> **Required work**
Take the data below and repeat it exactly.

> **Material provided**

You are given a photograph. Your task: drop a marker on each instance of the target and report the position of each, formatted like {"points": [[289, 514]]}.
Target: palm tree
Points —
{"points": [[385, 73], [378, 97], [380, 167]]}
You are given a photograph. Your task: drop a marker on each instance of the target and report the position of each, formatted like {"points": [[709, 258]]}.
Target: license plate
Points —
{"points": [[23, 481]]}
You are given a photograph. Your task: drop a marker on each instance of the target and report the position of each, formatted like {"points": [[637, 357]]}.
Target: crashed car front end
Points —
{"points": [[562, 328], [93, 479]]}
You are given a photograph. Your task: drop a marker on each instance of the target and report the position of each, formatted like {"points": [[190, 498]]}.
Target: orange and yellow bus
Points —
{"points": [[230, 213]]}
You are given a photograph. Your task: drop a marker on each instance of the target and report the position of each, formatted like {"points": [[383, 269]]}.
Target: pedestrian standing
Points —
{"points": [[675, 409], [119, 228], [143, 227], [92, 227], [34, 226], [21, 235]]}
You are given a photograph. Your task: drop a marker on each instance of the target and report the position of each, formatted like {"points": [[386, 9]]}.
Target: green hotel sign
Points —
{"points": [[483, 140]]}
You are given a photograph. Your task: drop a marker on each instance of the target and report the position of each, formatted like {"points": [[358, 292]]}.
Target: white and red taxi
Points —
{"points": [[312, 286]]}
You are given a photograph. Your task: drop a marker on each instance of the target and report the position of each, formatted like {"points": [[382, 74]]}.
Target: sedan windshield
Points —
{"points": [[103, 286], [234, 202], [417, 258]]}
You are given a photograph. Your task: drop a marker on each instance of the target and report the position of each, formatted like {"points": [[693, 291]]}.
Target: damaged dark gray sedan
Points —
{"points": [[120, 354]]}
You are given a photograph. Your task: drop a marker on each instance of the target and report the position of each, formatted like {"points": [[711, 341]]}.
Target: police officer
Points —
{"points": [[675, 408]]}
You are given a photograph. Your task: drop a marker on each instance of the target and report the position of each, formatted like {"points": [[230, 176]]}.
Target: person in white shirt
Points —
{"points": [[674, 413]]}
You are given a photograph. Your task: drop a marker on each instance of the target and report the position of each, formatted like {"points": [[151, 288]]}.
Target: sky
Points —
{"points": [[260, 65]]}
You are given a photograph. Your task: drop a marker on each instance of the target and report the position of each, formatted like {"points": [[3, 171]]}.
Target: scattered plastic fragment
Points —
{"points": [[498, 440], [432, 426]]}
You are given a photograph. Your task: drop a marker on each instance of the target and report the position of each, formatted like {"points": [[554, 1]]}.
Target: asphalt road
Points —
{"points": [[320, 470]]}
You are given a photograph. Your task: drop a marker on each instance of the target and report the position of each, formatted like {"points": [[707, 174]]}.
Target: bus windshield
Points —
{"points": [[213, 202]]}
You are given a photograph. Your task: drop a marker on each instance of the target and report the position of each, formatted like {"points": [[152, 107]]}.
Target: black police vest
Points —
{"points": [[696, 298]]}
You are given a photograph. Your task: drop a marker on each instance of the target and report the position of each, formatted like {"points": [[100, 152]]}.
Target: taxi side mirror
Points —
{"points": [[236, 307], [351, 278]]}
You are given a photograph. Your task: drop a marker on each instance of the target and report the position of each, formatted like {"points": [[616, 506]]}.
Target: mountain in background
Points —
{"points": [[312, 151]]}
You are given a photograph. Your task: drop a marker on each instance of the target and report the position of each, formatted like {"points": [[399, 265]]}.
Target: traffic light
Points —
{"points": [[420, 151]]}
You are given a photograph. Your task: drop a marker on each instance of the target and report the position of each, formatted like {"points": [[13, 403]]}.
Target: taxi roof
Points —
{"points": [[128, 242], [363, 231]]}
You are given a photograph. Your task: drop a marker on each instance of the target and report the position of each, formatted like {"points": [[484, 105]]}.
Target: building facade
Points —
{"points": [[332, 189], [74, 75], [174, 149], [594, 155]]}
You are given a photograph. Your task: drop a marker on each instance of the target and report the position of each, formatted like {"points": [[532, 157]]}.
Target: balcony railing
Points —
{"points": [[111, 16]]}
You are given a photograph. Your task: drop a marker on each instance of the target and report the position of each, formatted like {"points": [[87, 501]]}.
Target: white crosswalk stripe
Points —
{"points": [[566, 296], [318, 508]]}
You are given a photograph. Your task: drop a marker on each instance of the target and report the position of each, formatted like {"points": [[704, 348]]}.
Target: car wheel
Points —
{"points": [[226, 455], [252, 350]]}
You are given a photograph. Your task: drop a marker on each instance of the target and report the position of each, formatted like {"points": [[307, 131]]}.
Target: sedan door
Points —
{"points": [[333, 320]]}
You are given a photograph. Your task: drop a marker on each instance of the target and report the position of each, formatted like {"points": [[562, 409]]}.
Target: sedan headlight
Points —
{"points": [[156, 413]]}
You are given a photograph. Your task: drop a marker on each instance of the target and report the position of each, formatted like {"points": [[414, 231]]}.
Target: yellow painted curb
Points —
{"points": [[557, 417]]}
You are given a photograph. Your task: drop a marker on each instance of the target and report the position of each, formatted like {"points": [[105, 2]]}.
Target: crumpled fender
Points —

> **Task response**
You are given a photograph. Your task: drop a marker on each instance of the target and report the position of each, formatted like {"points": [[289, 514]]}.
Target: palm tree
Points —
{"points": [[385, 73], [378, 97], [380, 167]]}
You are given a photograph. Your task: drop a marker on each instance of the target and report the position of each, formatted like {"points": [[709, 258]]}.
Target: license plate
Points —
{"points": [[23, 481]]}
You are given a photograph. Your task: drop a marker on each instance of the target and report the position of each, formatted like {"points": [[637, 357]]}.
Target: crashed car front end
Points —
{"points": [[562, 328], [93, 479]]}
You are given a photograph. Your task: drop a marker on each instance of the target and report the position of each, formatted like {"points": [[190, 498]]}.
Target: orange and yellow bus
Points —
{"points": [[230, 213]]}
You are given a photograph. Your task: drop a marker on each instance of the target and report the position of each, formatted like {"points": [[383, 269]]}.
Target: pedestrian standing
Points —
{"points": [[675, 409], [119, 228], [143, 227], [92, 227], [34, 226], [21, 235]]}
You are given a photograph. Your task: drop a marker on each instance of the target and report the position of each, formatted like {"points": [[386, 9]]}.
Target: green hotel sign
Points —
{"points": [[483, 140]]}
You are given a photograph. Your task: drop a marker on each instance of the target and report the position of each, formatted like {"points": [[358, 292]]}.
Target: white and red taxi
Points —
{"points": [[312, 286]]}
You are given a photograph. Your task: drop a marker on each instance of the target and report the position of each, formatted like {"points": [[382, 74]]}.
Target: sedan windshield
Points —
{"points": [[103, 286], [234, 202], [417, 258]]}
You are given a photograph. Your task: drop a marker on each instance of the target and report the position of each, formatted like {"points": [[693, 291]]}.
Target: damaged dark gray sedan
Points —
{"points": [[120, 354]]}
You are given a photograph. Your task: drop a marker on each instance of the target and report the position of each, formatted like {"points": [[711, 341]]}.
Target: police officer
Points —
{"points": [[675, 408]]}
You are given a photograph. Your task: drop a marker on each instance of the target and report the position of each, formatted like {"points": [[230, 176]]}.
Target: person in white shirt
Points —
{"points": [[674, 413]]}
You are given a photograph. Your task: drop a marker on each instance of the target and report the position of each, formatted like {"points": [[151, 288]]}.
Target: sky
Points —
{"points": [[260, 65]]}
You are given a photograph. Your task: drop a marker on each instance of the target and report the position of each, formatted like {"points": [[3, 171]]}.
Target: scattered plastic fragment
Points —
{"points": [[498, 440], [432, 426]]}
You are given a photograph. Your task: drop a marker on each instance of the target and report the position of each, formatted like {"points": [[554, 1]]}.
Target: asphalt road
Points —
{"points": [[320, 470]]}
You are given a photograph. Your task: drop a marker on each instance of the target and report the position of each, formatted like {"points": [[707, 174]]}.
Target: bus windshield
Points —
{"points": [[213, 202]]}
You are given a photograph. Your task: drop a marker on each instance of the target and report the position of each, formatted like {"points": [[152, 107]]}.
Target: black police vest
Points —
{"points": [[696, 298]]}
You are given a photograph. Your task: drop a marker on each instance of the target and report the position of each, formatted like {"points": [[100, 152]]}.
Target: taxi side mirror
Points —
{"points": [[236, 307], [351, 278]]}
You are given a photograph. Your task: drop a marker on each instance of the target and report the position of each, formatted like {"points": [[616, 506]]}.
Target: mountain in background
Points —
{"points": [[312, 151]]}
You are given a photograph. Your task: drop a marker on each instance of the target and report the position of each, formatted like {"points": [[399, 265]]}.
Target: traffic light
Points —
{"points": [[420, 151]]}
You are given a photograph. Your task: drop a marker on each instance of the target and report the position of each, formatted like {"points": [[13, 403]]}.
Target: taxi roof
Points —
{"points": [[128, 242], [363, 231]]}
You are given a photograph. Your task: drop a marker on each instance of the target and report the position of each, formatted like {"points": [[484, 105]]}.
Target: building facade
Points —
{"points": [[332, 189], [74, 75], [174, 149], [594, 155]]}
You are given a photograph. Your task: drop a marker on each instance of the target and report the position of each, formatted like {"points": [[532, 157]]}.
Target: balcony railing
Points —
{"points": [[111, 16]]}
You are given a photograph. Your task: drop a marker on each instance of the target and report the position of each, formatted like {"points": [[87, 501]]}.
Target: white crosswalk stripe
Points —
{"points": [[566, 296], [318, 508]]}
You are given a photograph. Your task: drop a marker on each instance of the target and report the position of each, formatted like {"points": [[704, 348]]}.
Target: car wheel
Points —
{"points": [[226, 455], [252, 350]]}
You are given a photograph. Your task: drop a marker on each instance of the target and report the position of each, formatted like {"points": [[307, 131]]}.
Target: sedan door
Points —
{"points": [[333, 320]]}
You are given a photograph. Your task: drop a marker on each instance of the target and report the position of each, formatted like {"points": [[562, 409]]}.
Target: sedan headlight
Points —
{"points": [[156, 413]]}
You are given a photograph. Your task: drop a marker on each instance of the target and report the position of each, formatted like {"points": [[414, 231]]}.
Target: yellow painted curb
Points —
{"points": [[557, 417]]}
You are given a photograph. Your task: drop a marker on each instance of the target and report the position of each, formatted like {"points": [[105, 2]]}.
Target: crumpled fender
Points —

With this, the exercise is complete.